**Exercise task**: Copy every line starting at the line containing "Could you verify whether any wooden bridge" and ending at the line containing "[0, 17, 421, 103]". Raise each bounding-box coordinate in the outputs by 21, leaving all other text unchanged.

[Entries from a dataset]
· · · ·

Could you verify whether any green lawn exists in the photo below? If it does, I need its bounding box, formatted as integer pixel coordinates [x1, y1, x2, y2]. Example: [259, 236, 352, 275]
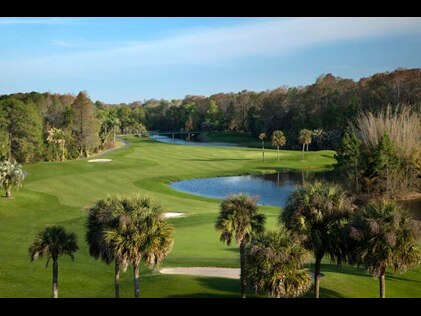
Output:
[0, 137, 421, 297]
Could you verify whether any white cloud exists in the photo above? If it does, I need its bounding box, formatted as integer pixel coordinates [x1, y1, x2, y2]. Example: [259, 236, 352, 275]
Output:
[0, 17, 78, 26]
[0, 18, 421, 76]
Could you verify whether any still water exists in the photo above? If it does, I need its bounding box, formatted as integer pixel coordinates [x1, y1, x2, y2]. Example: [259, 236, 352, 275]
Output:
[150, 135, 238, 147]
[171, 172, 421, 220]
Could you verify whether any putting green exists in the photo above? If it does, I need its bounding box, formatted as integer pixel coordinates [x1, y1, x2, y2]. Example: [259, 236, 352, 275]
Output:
[0, 137, 421, 297]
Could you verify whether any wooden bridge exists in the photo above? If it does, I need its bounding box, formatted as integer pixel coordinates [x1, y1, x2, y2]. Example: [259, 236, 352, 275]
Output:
[151, 131, 204, 139]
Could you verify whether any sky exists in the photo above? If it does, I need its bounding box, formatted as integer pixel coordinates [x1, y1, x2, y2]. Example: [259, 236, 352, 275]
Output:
[0, 17, 421, 103]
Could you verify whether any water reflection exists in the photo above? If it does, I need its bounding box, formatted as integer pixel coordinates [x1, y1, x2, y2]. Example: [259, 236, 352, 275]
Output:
[171, 171, 421, 220]
[150, 135, 239, 147]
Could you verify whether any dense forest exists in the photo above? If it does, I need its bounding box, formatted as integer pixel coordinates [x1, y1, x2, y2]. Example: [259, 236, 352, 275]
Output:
[0, 69, 421, 163]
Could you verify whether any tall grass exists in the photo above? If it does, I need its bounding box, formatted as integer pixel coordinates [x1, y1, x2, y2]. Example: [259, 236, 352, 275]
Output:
[351, 105, 421, 159]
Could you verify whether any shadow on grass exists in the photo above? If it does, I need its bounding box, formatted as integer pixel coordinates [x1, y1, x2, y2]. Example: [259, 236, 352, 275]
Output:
[224, 248, 239, 253]
[180, 158, 252, 161]
[303, 285, 345, 298]
[168, 277, 240, 298]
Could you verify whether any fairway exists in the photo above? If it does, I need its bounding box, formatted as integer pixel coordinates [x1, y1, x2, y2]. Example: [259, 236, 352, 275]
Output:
[0, 136, 421, 297]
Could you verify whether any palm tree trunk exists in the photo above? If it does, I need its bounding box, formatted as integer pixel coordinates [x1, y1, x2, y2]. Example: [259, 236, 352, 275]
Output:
[314, 258, 322, 298]
[53, 258, 58, 298]
[379, 269, 386, 298]
[301, 144, 305, 161]
[114, 259, 120, 298]
[133, 262, 139, 298]
[240, 242, 246, 298]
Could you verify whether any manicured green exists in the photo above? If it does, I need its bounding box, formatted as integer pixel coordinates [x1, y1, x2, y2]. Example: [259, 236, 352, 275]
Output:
[0, 137, 421, 297]
[205, 132, 262, 148]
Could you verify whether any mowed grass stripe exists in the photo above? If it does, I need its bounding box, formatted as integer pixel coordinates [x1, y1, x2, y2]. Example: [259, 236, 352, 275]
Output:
[0, 137, 421, 297]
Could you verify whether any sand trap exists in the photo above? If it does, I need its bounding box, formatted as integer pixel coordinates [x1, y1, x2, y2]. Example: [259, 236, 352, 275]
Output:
[159, 267, 240, 279]
[164, 212, 186, 218]
[88, 159, 112, 162]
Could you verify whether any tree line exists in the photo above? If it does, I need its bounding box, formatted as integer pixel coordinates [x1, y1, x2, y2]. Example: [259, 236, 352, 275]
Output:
[0, 92, 146, 163]
[143, 69, 421, 149]
[0, 69, 421, 163]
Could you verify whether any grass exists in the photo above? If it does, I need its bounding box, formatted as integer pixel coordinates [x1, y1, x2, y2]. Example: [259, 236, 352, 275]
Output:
[205, 132, 262, 148]
[0, 137, 421, 297]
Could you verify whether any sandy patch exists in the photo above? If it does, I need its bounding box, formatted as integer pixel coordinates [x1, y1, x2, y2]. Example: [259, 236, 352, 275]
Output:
[88, 159, 112, 162]
[164, 212, 186, 218]
[159, 267, 240, 279]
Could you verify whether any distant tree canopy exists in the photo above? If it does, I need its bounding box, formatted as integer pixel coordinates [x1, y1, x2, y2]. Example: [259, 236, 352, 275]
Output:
[143, 69, 421, 149]
[0, 69, 421, 162]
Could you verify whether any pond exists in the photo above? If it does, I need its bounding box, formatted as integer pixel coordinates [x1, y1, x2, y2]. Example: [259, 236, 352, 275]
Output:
[170, 171, 421, 220]
[150, 135, 239, 147]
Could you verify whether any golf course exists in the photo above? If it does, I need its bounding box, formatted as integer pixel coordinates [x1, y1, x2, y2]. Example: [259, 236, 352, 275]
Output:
[0, 136, 421, 298]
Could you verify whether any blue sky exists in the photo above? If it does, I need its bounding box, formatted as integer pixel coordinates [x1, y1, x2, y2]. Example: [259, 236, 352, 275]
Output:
[0, 18, 421, 103]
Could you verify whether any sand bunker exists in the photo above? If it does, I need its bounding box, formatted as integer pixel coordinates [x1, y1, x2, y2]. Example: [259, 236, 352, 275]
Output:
[88, 159, 112, 162]
[159, 267, 240, 279]
[164, 212, 186, 218]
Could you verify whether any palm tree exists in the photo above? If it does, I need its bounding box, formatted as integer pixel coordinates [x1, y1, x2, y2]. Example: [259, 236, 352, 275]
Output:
[0, 160, 25, 198]
[29, 226, 79, 298]
[298, 129, 313, 161]
[47, 127, 67, 161]
[259, 133, 266, 161]
[215, 194, 265, 298]
[86, 195, 121, 298]
[272, 131, 287, 161]
[347, 200, 421, 298]
[279, 181, 353, 298]
[246, 227, 311, 298]
[104, 195, 174, 298]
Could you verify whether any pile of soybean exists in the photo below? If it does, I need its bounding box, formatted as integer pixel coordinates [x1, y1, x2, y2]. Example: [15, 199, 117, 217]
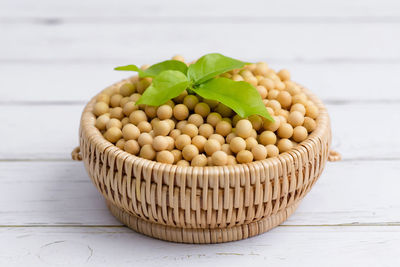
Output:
[93, 56, 319, 166]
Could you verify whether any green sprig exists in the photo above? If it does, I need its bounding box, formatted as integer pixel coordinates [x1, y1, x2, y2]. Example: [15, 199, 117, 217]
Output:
[115, 53, 273, 121]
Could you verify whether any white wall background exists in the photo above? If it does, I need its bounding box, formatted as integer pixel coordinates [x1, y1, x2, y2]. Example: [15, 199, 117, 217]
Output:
[0, 0, 400, 266]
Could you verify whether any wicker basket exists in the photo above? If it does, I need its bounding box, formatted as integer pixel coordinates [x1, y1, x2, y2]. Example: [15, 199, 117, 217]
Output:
[72, 78, 339, 243]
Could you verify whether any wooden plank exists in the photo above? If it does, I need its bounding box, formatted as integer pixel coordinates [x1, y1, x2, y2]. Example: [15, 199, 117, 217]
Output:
[0, 61, 400, 103]
[0, 103, 400, 160]
[0, 21, 400, 62]
[0, 161, 400, 226]
[0, 0, 400, 20]
[0, 227, 400, 267]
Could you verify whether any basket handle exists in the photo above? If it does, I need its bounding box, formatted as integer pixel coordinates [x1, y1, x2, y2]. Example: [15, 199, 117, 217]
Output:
[328, 150, 342, 162]
[71, 146, 82, 161]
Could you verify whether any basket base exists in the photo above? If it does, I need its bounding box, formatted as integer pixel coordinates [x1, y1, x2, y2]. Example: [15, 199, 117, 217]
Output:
[107, 201, 298, 244]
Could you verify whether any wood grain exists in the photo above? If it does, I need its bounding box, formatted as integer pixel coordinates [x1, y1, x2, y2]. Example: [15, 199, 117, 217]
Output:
[0, 0, 400, 19]
[0, 62, 400, 104]
[0, 226, 400, 267]
[0, 20, 400, 62]
[0, 160, 400, 226]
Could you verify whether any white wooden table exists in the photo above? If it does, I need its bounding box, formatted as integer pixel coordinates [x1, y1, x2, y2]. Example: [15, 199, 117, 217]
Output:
[0, 0, 400, 267]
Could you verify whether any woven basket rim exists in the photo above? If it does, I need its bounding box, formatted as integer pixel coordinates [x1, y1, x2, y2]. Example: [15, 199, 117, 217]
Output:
[80, 76, 330, 174]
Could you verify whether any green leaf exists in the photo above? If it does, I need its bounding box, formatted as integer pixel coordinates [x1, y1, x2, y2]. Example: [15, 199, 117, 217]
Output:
[114, 60, 188, 78]
[188, 53, 246, 84]
[193, 78, 273, 121]
[136, 70, 189, 106]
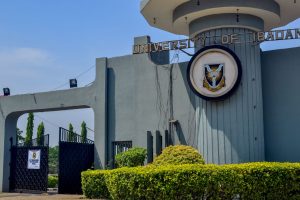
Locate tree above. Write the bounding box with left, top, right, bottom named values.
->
left=68, top=123, right=75, bottom=142
left=37, top=122, right=45, bottom=146
left=17, top=128, right=25, bottom=144
left=25, top=113, right=34, bottom=146
left=81, top=121, right=87, bottom=143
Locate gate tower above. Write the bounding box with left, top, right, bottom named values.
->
left=141, top=0, right=300, bottom=164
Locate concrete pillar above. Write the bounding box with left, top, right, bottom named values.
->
left=190, top=14, right=265, bottom=164
left=92, top=58, right=108, bottom=169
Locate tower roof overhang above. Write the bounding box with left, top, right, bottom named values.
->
left=141, top=0, right=300, bottom=35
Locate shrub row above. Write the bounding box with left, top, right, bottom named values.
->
left=152, top=145, right=205, bottom=166
left=82, top=163, right=300, bottom=200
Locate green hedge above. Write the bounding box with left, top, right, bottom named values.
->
left=82, top=163, right=300, bottom=200
left=81, top=170, right=112, bottom=199
left=152, top=145, right=205, bottom=166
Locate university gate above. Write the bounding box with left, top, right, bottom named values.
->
left=9, top=135, right=49, bottom=192
left=58, top=128, right=94, bottom=194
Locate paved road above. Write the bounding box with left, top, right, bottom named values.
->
left=0, top=193, right=89, bottom=200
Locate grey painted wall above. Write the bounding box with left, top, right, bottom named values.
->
left=262, top=47, right=300, bottom=162
left=196, top=28, right=265, bottom=164
left=108, top=54, right=197, bottom=163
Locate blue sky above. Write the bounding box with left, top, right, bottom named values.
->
left=0, top=0, right=300, bottom=145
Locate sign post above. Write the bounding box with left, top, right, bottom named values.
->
left=27, top=150, right=41, bottom=169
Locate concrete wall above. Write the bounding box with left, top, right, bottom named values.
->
left=0, top=58, right=107, bottom=192
left=262, top=47, right=300, bottom=162
left=196, top=28, right=265, bottom=164
left=107, top=54, right=197, bottom=160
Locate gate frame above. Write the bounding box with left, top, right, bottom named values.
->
left=58, top=127, right=95, bottom=194
left=9, top=134, right=49, bottom=193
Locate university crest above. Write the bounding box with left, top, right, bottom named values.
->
left=203, top=64, right=225, bottom=92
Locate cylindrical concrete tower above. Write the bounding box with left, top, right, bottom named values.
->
left=141, top=0, right=300, bottom=164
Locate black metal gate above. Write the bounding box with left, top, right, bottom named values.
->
left=10, top=135, right=49, bottom=192
left=58, top=128, right=94, bottom=194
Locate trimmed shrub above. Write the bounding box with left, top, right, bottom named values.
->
left=152, top=145, right=205, bottom=166
left=83, top=163, right=300, bottom=200
left=81, top=170, right=110, bottom=199
left=48, top=175, right=58, bottom=188
left=115, top=147, right=147, bottom=167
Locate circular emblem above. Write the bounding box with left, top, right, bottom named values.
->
left=187, top=45, right=242, bottom=100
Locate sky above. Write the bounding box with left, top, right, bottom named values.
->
left=0, top=0, right=300, bottom=146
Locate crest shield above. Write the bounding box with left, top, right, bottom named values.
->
left=203, top=64, right=225, bottom=92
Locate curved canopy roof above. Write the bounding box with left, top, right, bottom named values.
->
left=141, top=0, right=300, bottom=35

· · · ·

**Answer to the task**:
Could you verify whether any wooden bridge exists in the photo above? If it does, I need its bounding box, formatted as integer pixel coordinates [x1, y1, x2, y2]. Example: [259, 236, 352, 275]
Output:
[172, 152, 225, 160]
Could you verify whether any sky exists in the photo above? If it does, I need its bounding box, formatted as integer pixel coordinates [x1, y1, x2, y2]. Example: [259, 236, 352, 275]
Output:
[21, 38, 442, 124]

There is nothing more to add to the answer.